──────── Data for the task
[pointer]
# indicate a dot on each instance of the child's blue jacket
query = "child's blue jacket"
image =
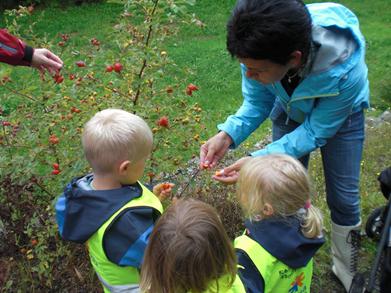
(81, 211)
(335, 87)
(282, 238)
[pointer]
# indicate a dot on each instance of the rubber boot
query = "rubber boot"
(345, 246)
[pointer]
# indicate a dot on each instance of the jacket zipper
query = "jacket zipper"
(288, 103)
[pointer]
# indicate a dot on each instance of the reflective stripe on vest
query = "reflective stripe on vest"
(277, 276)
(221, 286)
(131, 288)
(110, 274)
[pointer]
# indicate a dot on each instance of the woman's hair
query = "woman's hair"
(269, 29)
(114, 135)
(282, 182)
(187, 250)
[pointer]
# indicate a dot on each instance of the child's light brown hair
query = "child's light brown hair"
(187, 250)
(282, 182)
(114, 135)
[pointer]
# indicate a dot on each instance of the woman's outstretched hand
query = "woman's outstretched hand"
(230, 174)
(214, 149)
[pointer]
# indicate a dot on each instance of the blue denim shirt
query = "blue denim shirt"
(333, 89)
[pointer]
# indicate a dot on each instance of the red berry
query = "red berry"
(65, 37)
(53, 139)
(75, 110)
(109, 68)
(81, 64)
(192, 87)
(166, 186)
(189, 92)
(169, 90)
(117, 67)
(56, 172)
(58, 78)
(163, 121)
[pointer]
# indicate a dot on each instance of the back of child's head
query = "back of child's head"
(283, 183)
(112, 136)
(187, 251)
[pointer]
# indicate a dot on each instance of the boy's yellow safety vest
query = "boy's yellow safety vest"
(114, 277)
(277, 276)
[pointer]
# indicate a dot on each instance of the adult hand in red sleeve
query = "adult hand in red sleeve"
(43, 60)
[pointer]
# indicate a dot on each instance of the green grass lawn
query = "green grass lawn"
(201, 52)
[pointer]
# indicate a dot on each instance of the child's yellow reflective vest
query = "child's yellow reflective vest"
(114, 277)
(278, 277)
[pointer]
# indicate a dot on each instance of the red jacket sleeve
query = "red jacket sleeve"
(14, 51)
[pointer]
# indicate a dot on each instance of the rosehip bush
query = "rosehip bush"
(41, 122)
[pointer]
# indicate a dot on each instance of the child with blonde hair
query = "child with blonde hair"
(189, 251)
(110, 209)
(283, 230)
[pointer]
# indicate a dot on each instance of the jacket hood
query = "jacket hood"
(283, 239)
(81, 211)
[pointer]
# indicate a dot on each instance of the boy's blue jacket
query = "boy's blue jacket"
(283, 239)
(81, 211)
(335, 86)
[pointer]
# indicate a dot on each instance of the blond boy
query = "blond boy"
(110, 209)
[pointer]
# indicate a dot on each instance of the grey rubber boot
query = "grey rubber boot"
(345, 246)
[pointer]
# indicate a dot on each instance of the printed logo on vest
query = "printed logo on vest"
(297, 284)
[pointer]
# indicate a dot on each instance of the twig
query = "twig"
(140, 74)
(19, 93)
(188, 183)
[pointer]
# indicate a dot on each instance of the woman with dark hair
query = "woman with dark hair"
────────────────
_Written problem:_
Write out every entry again word for word, without any of the pictures.

_Answer for the task:_
[pointer]
# indicate a dot on each instance of the child's blue jacket
query = "child's blue jacket"
image =
(81, 211)
(335, 87)
(282, 238)
[pointer]
# indicate a dot on each instance of the rubber boot
query = "rubber boot"
(345, 246)
[pointer]
# indicate a dot on each instance of the jacket zipper
query = "jacket zipper"
(288, 103)
[pointer]
# indicate a dot on each instance of the reflective stripe on vest
query = "reflective stripe on vest"
(277, 276)
(221, 286)
(131, 288)
(110, 274)
[pointer]
# indicate a dot on each instance of the woman's hair
query = "woman's hair"
(269, 29)
(114, 135)
(282, 182)
(187, 250)
[pointer]
# indicate a dot on each instance of the child's light brown hair
query = "child's light brown hair"
(187, 250)
(282, 182)
(114, 135)
[pointer]
# indicate a dot on each instance of the woman's outstretched hand
query = "woman's outstretched hand"
(230, 174)
(214, 149)
[pointer]
# indicate a dot on each instance of the blue denim shirt
query = "blue denim shirt"
(333, 89)
[pointer]
# indicate a dot on each instance of the red berry
query = "red berry"
(65, 37)
(53, 139)
(75, 110)
(109, 68)
(81, 64)
(192, 87)
(166, 186)
(189, 92)
(169, 90)
(117, 67)
(56, 172)
(58, 78)
(163, 121)
[pointer]
# indicate a dot on each instance of the back of child's head
query = "back of child's head"
(283, 183)
(112, 136)
(187, 251)
[pointer]
# indicate a dot on each instance of the boy's yellow safety vest
query = "boy's yellow safety vest"
(114, 277)
(277, 276)
[pointer]
# indicate a dot on each instance of the adult hand in red sleeve
query = "adult hand in red sleeve"
(43, 60)
[pointer]
# indicate a dot on each instance of the green grass lawn
query = "green grass lawn"
(201, 52)
[pointer]
# indicate a dot on each instance of the child's yellow reflective vest
query = "child's yellow reflective vest"
(114, 277)
(278, 277)
[pointer]
# indicate a dot on each instance of the red jacket sleeve
query = "red jacket sleeve"
(14, 51)
[pointer]
# indicate a dot on each instance of the rosehip bush
query = "rosehip bush"
(41, 122)
[pointer]
# indicate a dot on each instance of the child with blonde hair
query = "child with blonde hair"
(189, 251)
(110, 209)
(283, 230)
[pointer]
# indicate a dot on each instance of the jacket hood
query = "jacket hood"
(283, 239)
(81, 211)
[pointer]
# indicate a dot on each instance of the boy's blue jacket
query = "boy's blue jacket"
(283, 239)
(81, 211)
(335, 86)
[pointer]
# indicate a dot on each instance of the blond boy
query = "blond boy"
(110, 209)
[pointer]
# indicate a dot on each instance of the grey rubber boot
query = "grey rubber boot"
(345, 246)
[pointer]
# indicate a dot on each instance of the printed logo on vest
query = "printed logo on vest"
(297, 284)
[pointer]
# indicate a dot on each instance of the twig
query = "twig"
(140, 74)
(19, 93)
(188, 183)
[pointer]
# indicate a dot on each instance of the woman with dark hair
query = "woman with dark hair"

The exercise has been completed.